START Document passage
Doctor Gabriel Monroe (James Nesbitt), the titular and principal character in Peter Bowker’s entertaining ITV1 drama series, is a neurosurgeon at St Matthew’s Hospital in Leeds. His wit is as incisive as his scalpel and his private life is as messily traumatic as the injuries of the people upon whom he operates.
Monroe is obsessed with gambling; his relationship with his son Nick (Perry Millward) involves regularly emptying a box of eggshells onto the carpet and trying to tiptoe around them, while his marriage to Anna (Susan Lynch) is all-but-over in episode one and goes downhill from there. Yet despite his failures outside the hospital, once he dons the surgical greens Monroe is a genius: a brilliant neurosurgeon and a fiercely compassionate human being. All the flaws which count against him in his personal life work in his favour dealing with his patients and their relatives.
He does as much good speaking to panicking parents on the smoking terrace as he does when saving lives on the operating table – and he still finds time to play cards with friendly neighbourhood anaesthetist Lawrence Shepherd (Tom Riley) and poke fun at cardiac surgeon Jenny Bremner (Sarah Parish), a consummate professional with a sense of humour that is dry going on arid and someone upon whom Monroe’s charms have no effect whatsoever.
However, the show isn’t all dark, snark and chain-smoking brain-surgeons. Monroe is as much about the humanity and morality of its characters and subject as anything else, and perhaps the finest moments in the series have been its most subdued: the understated, reflective instances in the aftermath of operations, successful or otherwise, have been easily as effective as any of the buckets of gore that could have been slathered all over this series. Yes, there are a number of shots of opened-skulls and pink, pulsating parts of the body that are usually buried in the darkness beneath the skin are brought to the light from time to time, but the judicious restraint shown by the directors in not lingering too long on the exposed brains and bloody wounds is commendable. This is a character drama more than anything else; the doctors and patients are more important than the prognoses and treatment.
END Document passage
● Brief 1:
Using the Monroe review, decide whether each statement agrees with the text, answering yes or no and quoting the deciding words: (a) Monroe works as a neurosurgeon at a hospital in Leeds; (b) Jenny Bremner is easily won over by Monroe's charm; (c) the directors dwell at length on the exposed brains and bloody wounds.
● Brief 2:
Update the passage of the Monroe review running from "Doctor Gabriel Monroe" up to and including "and their relatives.", putting "Manchester" in place of "Leeds".
START Extracted data
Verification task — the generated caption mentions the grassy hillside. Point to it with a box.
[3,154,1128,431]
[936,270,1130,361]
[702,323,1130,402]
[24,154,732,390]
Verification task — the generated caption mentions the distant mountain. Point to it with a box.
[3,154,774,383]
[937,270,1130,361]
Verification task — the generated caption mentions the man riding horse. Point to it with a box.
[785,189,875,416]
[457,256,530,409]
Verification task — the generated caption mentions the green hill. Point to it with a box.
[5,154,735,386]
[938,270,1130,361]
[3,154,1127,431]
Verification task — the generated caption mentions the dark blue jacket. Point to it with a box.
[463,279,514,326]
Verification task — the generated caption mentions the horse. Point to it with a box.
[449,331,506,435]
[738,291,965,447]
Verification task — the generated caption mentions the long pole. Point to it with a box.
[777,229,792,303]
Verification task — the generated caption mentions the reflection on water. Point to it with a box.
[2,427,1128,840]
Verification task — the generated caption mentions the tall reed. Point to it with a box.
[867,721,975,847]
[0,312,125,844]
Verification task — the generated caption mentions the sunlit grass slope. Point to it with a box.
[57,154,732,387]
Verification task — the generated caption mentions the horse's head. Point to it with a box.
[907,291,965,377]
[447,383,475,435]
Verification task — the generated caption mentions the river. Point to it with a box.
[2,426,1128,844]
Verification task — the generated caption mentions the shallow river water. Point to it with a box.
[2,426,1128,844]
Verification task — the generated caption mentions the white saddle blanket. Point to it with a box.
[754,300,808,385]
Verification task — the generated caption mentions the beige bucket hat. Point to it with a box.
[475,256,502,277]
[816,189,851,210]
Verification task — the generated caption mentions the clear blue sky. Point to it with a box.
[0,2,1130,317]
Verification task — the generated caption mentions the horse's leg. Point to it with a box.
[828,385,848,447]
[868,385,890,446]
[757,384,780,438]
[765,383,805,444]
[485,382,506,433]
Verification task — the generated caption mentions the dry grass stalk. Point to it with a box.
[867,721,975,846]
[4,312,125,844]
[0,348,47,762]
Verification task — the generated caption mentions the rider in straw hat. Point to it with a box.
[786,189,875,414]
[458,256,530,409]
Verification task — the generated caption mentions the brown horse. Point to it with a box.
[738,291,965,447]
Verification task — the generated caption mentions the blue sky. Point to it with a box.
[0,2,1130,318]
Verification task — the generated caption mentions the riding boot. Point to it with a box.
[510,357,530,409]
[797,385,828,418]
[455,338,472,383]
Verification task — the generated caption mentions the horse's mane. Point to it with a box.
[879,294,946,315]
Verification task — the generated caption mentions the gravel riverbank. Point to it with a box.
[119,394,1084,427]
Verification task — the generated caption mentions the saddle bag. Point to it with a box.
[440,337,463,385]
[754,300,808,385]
END Extracted data
● Answer section 1:
(a) Yes: "is a neurosurgeon at St Matthew’s Hospital in Leeds"
(b) No: "someone upon whom Monroe’s charms have no effect whatsoever"
(c) No: "the judicious restraint shown by the directors in not lingering too long on the exposed brains and bloody wounds is commendable"

● Answer section 2:
Doctor Gabriel Monroe (James Nesbitt), the titular and principal character in Peter Bowker’s entertaining ITV1 drama series, is a neurosurgeon at St Matthew’s Hospital in Manchester. His wit is as incisive as his scalpel and his private life is as messily traumatic as the injuries of the people upon whom he operates.
Monroe is obsessed with gambling; his relationship with his son Nick (Perry Millward) involves regularly emptying a box of eggshells onto the carpet and trying to tiptoe around them, while his marriage to Anna (Susan Lynch) is all-but-over in episode one and goes downhill from there. Yet despite his failures outside the hospital, once he dons the surgical greens Monroe is a genius: a brilliant neurosurgeon and a fiercely compassionate human being. All the flaws which count against him in his personal life work in his favour dealing with his patients and their relatives.